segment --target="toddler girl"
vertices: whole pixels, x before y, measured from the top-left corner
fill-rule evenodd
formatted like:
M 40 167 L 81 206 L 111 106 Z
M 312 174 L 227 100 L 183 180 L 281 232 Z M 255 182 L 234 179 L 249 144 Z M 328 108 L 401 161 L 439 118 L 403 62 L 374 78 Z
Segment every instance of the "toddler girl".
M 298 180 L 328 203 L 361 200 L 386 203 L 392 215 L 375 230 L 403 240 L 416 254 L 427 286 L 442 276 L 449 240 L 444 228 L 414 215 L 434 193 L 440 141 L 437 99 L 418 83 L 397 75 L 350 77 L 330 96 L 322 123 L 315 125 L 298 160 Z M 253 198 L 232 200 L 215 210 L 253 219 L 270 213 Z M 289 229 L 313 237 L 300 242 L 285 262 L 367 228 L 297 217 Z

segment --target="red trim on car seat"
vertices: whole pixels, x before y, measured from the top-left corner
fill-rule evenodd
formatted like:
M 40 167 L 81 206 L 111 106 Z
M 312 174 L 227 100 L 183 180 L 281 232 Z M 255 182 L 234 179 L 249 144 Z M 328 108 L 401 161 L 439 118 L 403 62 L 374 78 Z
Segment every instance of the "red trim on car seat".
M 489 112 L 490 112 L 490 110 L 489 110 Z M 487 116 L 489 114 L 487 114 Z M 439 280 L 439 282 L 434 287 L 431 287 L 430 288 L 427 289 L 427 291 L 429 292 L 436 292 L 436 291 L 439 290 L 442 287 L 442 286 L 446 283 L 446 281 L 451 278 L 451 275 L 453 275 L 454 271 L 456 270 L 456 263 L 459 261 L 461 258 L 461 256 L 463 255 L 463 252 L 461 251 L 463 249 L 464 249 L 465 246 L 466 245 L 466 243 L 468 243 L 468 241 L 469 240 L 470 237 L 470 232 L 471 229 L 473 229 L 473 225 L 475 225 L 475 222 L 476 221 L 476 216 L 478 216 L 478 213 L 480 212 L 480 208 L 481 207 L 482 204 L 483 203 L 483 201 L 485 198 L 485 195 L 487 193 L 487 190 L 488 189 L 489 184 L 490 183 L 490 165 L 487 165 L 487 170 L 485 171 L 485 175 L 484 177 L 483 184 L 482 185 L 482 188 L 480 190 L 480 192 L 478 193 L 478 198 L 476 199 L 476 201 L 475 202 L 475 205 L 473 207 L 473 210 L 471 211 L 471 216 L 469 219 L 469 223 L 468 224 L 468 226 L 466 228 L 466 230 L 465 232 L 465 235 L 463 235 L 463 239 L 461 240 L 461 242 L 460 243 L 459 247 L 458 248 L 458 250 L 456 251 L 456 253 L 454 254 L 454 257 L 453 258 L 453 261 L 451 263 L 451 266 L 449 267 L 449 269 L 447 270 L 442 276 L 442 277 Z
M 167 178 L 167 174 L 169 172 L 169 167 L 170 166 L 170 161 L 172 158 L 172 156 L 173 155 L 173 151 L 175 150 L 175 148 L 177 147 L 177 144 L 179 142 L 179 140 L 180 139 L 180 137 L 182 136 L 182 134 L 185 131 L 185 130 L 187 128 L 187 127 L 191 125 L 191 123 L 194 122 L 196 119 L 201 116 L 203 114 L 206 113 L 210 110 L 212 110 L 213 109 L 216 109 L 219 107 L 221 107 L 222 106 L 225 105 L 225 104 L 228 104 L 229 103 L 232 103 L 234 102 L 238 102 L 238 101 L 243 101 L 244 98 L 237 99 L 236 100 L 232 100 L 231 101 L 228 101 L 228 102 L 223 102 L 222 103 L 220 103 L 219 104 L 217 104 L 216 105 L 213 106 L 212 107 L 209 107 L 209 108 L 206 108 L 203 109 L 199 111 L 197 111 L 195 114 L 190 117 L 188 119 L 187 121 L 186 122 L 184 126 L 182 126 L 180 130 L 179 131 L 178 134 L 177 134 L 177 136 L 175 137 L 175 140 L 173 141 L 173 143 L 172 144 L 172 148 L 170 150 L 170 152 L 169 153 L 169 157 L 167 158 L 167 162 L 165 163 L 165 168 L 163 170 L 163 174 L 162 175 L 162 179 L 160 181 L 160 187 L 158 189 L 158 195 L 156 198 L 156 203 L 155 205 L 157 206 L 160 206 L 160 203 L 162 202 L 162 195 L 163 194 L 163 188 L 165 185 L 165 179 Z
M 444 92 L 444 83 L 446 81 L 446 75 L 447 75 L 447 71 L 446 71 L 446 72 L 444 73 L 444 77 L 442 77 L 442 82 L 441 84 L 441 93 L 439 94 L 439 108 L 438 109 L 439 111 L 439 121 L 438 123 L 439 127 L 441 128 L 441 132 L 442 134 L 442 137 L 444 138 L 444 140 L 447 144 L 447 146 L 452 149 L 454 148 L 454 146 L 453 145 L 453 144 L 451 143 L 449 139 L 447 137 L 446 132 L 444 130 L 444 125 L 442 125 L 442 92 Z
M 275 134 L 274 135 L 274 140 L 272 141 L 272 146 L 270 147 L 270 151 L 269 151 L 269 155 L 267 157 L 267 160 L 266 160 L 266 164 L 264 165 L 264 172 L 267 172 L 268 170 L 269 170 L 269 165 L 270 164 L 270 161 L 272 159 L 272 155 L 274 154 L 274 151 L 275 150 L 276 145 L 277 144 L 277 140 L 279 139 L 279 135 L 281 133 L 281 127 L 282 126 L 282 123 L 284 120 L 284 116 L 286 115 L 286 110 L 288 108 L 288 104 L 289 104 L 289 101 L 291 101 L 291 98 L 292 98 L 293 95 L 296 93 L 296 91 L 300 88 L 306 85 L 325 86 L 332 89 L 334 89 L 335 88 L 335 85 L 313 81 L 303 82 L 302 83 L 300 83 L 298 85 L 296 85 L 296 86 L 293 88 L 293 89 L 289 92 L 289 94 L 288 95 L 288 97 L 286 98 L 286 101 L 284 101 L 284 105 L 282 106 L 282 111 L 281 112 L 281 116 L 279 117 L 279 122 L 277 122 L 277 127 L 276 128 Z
__________________________________________________
◆ Stated exercise:
In every item above, change "every instance" to "each instance", then write out all the items again with nothing else altered.

◆ The answer:
segment --target="toddler girl"
vertices: whole pixels, x before y, measured from the top-left corner
fill-rule evenodd
formatted like:
M 40 167 L 81 206 L 111 106 Z
M 312 174 L 227 100 L 183 180 L 281 232 Z M 255 182 L 234 179 L 249 144 Z M 328 108 L 401 161 L 439 118 L 403 62 L 374 78 Z
Segment each instance of the "toddler girl".
M 298 180 L 328 203 L 361 200 L 386 203 L 392 215 L 375 230 L 403 240 L 416 254 L 427 286 L 442 276 L 449 240 L 444 228 L 414 215 L 434 193 L 440 141 L 437 99 L 418 83 L 397 75 L 350 77 L 330 96 L 322 123 L 315 125 L 298 160 Z M 253 198 L 232 200 L 215 210 L 253 219 L 270 213 Z M 289 229 L 313 237 L 300 242 L 285 262 L 367 228 L 297 217 Z

segment --target="red trim on car seat"
vertices: whole pixels, x before y, measured from the top-left corner
fill-rule evenodd
formatted like:
M 40 167 L 81 206 L 111 106 Z
M 312 174 L 227 100 L 183 180 L 281 232 Z M 255 182 L 234 179 L 249 144 Z M 328 108 L 401 161 L 439 118 L 403 62 L 374 78 Z
Segment each instance of the "red trim on car seat".
M 489 112 L 490 112 L 490 110 L 489 110 Z M 487 116 L 489 114 L 487 114 Z M 439 280 L 439 282 L 434 287 L 431 287 L 430 288 L 427 289 L 427 291 L 429 292 L 436 292 L 436 291 L 439 290 L 442 287 L 442 286 L 446 283 L 446 281 L 451 278 L 451 275 L 453 275 L 454 271 L 456 270 L 456 263 L 459 261 L 461 258 L 461 256 L 463 255 L 463 252 L 461 251 L 463 249 L 464 249 L 465 246 L 466 245 L 466 243 L 468 243 L 468 241 L 469 240 L 470 237 L 470 232 L 471 229 L 473 229 L 473 225 L 475 225 L 475 222 L 476 221 L 476 216 L 478 216 L 478 213 L 480 212 L 480 208 L 481 207 L 482 204 L 483 203 L 483 201 L 485 198 L 485 195 L 487 193 L 487 190 L 488 189 L 489 184 L 490 183 L 490 165 L 487 165 L 487 170 L 485 171 L 485 175 L 484 177 L 483 184 L 482 185 L 482 188 L 480 190 L 480 192 L 478 193 L 478 198 L 476 199 L 476 201 L 475 202 L 475 205 L 473 207 L 473 210 L 471 211 L 471 216 L 469 219 L 469 223 L 468 224 L 468 226 L 466 228 L 466 230 L 465 232 L 465 235 L 463 235 L 463 239 L 461 240 L 461 242 L 460 243 L 459 247 L 458 248 L 458 250 L 456 251 L 456 253 L 454 254 L 454 257 L 453 258 L 453 261 L 451 263 L 451 266 L 449 267 L 449 269 L 447 270 L 442 276 L 442 277 Z
M 167 178 L 167 174 L 169 172 L 169 167 L 170 166 L 170 161 L 172 158 L 172 156 L 173 155 L 173 151 L 175 150 L 175 148 L 177 147 L 177 144 L 179 142 L 179 140 L 180 139 L 180 137 L 182 136 L 182 134 L 185 131 L 185 130 L 187 128 L 187 127 L 191 125 L 191 123 L 194 122 L 196 119 L 201 116 L 203 114 L 206 113 L 210 110 L 212 110 L 213 109 L 216 109 L 219 107 L 221 107 L 222 106 L 225 105 L 225 104 L 228 104 L 229 103 L 232 103 L 234 102 L 238 102 L 238 101 L 243 101 L 244 98 L 237 99 L 236 100 L 232 100 L 231 101 L 228 101 L 228 102 L 223 102 L 222 103 L 220 103 L 219 104 L 217 104 L 216 105 L 213 106 L 212 107 L 209 107 L 209 108 L 206 108 L 203 109 L 199 111 L 197 111 L 195 114 L 190 117 L 188 119 L 187 121 L 186 122 L 184 126 L 182 126 L 180 130 L 179 131 L 178 134 L 177 134 L 177 136 L 175 137 L 175 140 L 173 141 L 173 143 L 172 144 L 172 148 L 170 150 L 170 152 L 169 153 L 169 157 L 167 158 L 167 162 L 165 163 L 165 168 L 163 170 L 163 174 L 162 175 L 162 179 L 160 181 L 160 187 L 158 189 L 158 195 L 156 198 L 156 203 L 155 205 L 157 206 L 160 206 L 160 203 L 162 202 L 162 195 L 163 194 L 163 188 L 165 185 L 165 179 Z
M 444 92 L 444 83 L 446 81 L 446 75 L 447 75 L 447 71 L 446 71 L 446 72 L 444 73 L 444 77 L 442 77 L 442 82 L 441 84 L 441 93 L 439 94 L 439 108 L 438 109 L 439 111 L 439 121 L 438 123 L 439 127 L 441 128 L 441 132 L 442 134 L 442 137 L 444 138 L 444 140 L 447 144 L 447 146 L 452 149 L 454 148 L 454 146 L 453 145 L 453 144 L 451 143 L 449 139 L 447 137 L 446 132 L 444 130 L 444 125 L 442 125 L 442 92 Z
M 275 134 L 274 135 L 274 140 L 272 141 L 272 146 L 270 147 L 270 151 L 269 151 L 269 155 L 267 157 L 267 160 L 266 160 L 266 164 L 264 165 L 264 172 L 267 172 L 268 170 L 269 170 L 269 165 L 270 164 L 270 161 L 272 159 L 272 155 L 274 154 L 274 151 L 275 150 L 276 145 L 277 144 L 277 140 L 279 139 L 279 135 L 281 133 L 281 127 L 282 126 L 282 123 L 284 120 L 284 116 L 286 115 L 286 110 L 288 108 L 288 104 L 289 104 L 289 101 L 291 101 L 291 98 L 292 98 L 293 95 L 296 93 L 296 91 L 300 88 L 306 85 L 325 86 L 332 89 L 334 89 L 335 88 L 335 85 L 313 81 L 303 82 L 302 83 L 300 83 L 298 85 L 296 85 L 296 86 L 293 88 L 293 89 L 289 92 L 289 94 L 288 95 L 288 97 L 286 98 L 286 101 L 284 101 L 284 105 L 282 106 L 282 111 L 281 112 L 281 116 L 279 117 L 279 122 L 277 122 L 277 127 L 276 128 Z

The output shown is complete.